• [EXERCISE REQUIREMENTS]
Write out exactly the lines from the one containing "Return an outline for every instance of the person" through the last line of the records below, including both.

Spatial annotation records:
--- START ---

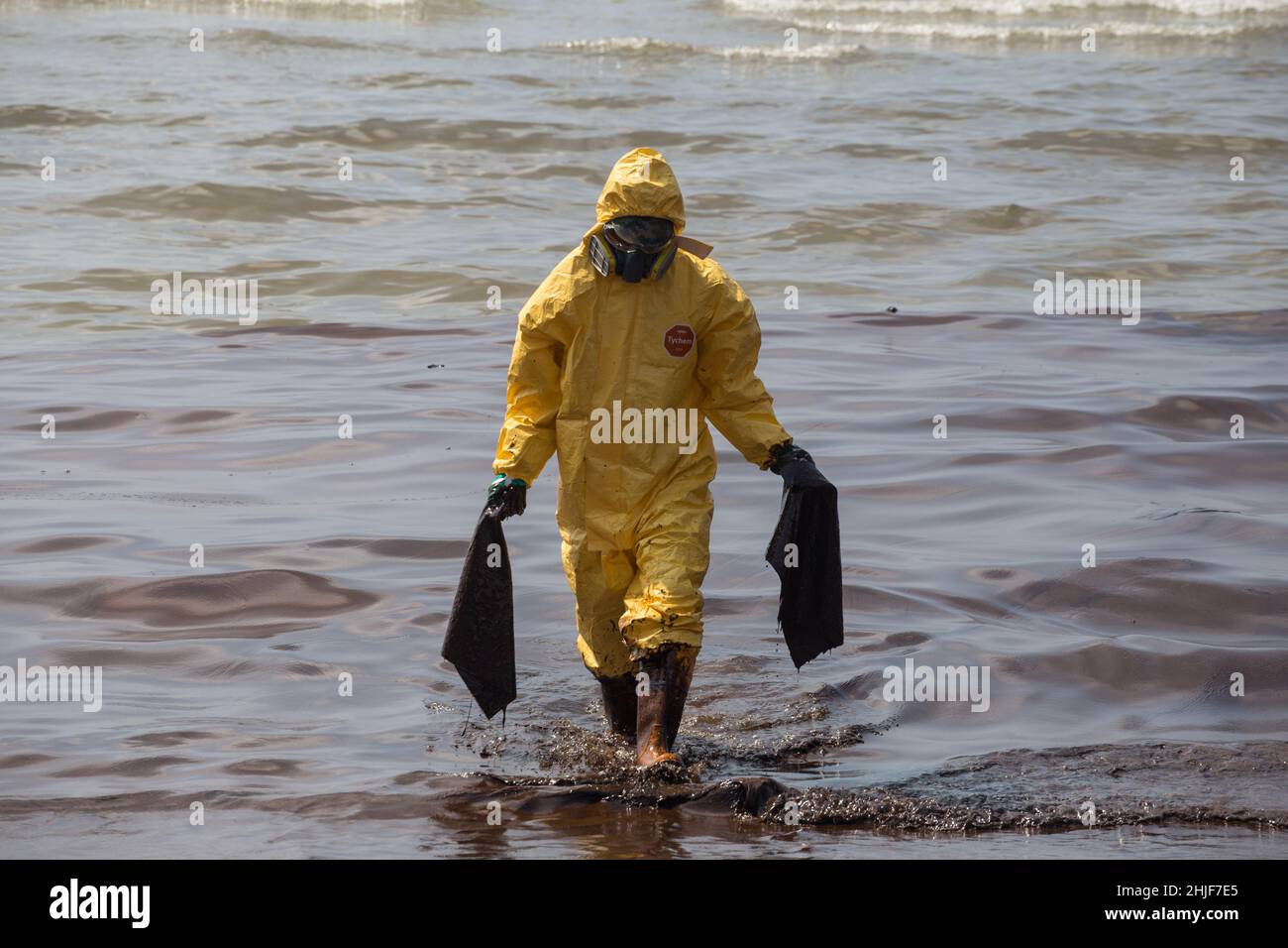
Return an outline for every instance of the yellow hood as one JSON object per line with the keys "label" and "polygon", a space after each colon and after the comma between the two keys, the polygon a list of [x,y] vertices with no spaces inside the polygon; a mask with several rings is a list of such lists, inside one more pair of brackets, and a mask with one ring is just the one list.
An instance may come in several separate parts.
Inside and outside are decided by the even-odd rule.
{"label": "yellow hood", "polygon": [[684,197],[675,172],[652,148],[632,148],[617,159],[595,202],[595,226],[586,236],[600,230],[614,217],[665,217],[684,231]]}

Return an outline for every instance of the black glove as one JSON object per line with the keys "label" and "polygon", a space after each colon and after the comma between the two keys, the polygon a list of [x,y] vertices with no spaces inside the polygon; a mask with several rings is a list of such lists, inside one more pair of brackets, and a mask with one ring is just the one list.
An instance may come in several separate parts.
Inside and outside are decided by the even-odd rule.
{"label": "black glove", "polygon": [[769,469],[775,475],[786,473],[788,464],[795,464],[800,460],[814,460],[809,455],[809,451],[804,448],[797,448],[791,441],[784,441],[781,445],[770,448],[769,454],[773,458],[773,460],[769,462]]}
{"label": "black glove", "polygon": [[518,477],[497,475],[487,489],[487,504],[484,509],[495,511],[500,520],[513,517],[515,513],[523,516],[528,506],[528,485]]}

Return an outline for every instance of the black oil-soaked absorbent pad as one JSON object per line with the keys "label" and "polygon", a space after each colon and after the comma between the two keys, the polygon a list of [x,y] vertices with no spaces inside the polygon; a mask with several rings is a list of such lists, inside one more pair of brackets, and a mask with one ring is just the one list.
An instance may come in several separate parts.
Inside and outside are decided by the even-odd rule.
{"label": "black oil-soaked absorbent pad", "polygon": [[465,555],[443,658],[491,718],[514,700],[514,583],[501,520],[483,511]]}

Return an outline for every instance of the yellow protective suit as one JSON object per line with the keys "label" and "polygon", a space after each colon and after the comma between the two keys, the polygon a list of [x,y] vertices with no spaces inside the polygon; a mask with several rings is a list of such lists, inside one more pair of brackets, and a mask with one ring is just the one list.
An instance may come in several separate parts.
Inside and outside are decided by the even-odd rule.
{"label": "yellow protective suit", "polygon": [[[532,485],[558,450],[577,647],[592,673],[616,677],[662,646],[701,645],[716,473],[706,419],[761,468],[791,439],[756,378],[751,301],[715,261],[677,250],[666,272],[634,284],[591,264],[587,240],[616,217],[665,217],[684,230],[666,159],[652,148],[622,156],[595,210],[595,227],[519,313],[493,471]],[[641,435],[629,424],[608,432],[614,402],[623,414],[697,409],[694,449],[630,442]]]}

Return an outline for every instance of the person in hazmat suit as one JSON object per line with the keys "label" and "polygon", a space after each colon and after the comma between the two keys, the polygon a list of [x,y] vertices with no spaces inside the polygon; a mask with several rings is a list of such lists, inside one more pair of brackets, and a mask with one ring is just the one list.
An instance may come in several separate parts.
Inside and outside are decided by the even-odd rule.
{"label": "person in hazmat suit", "polygon": [[716,453],[706,420],[761,469],[799,449],[756,377],[751,301],[683,236],[666,159],[623,155],[595,226],[519,313],[492,503],[522,513],[559,455],[577,649],[638,762],[674,761],[702,645]]}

--- END ---

• [SOLUTION TO THIS TASK]
Return an outline for every instance of the person in hazmat suit as one JSON object per line with the keys "label" and "polygon", a space after each colon and after the comma between the two keys, the polygon a list of [x,y] vertices with no spaces inside the polygon; a mask with several rings is a list of such lists, inside one more pair of brackets, and a mask with one ring is just the one list.
An instance may come in several separate parts.
Inside and outside are decided by the even-odd rule.
{"label": "person in hazmat suit", "polygon": [[716,453],[706,420],[761,469],[799,449],[756,377],[751,301],[683,236],[666,159],[623,155],[595,226],[519,313],[492,503],[522,513],[559,455],[577,649],[638,762],[674,761],[702,645]]}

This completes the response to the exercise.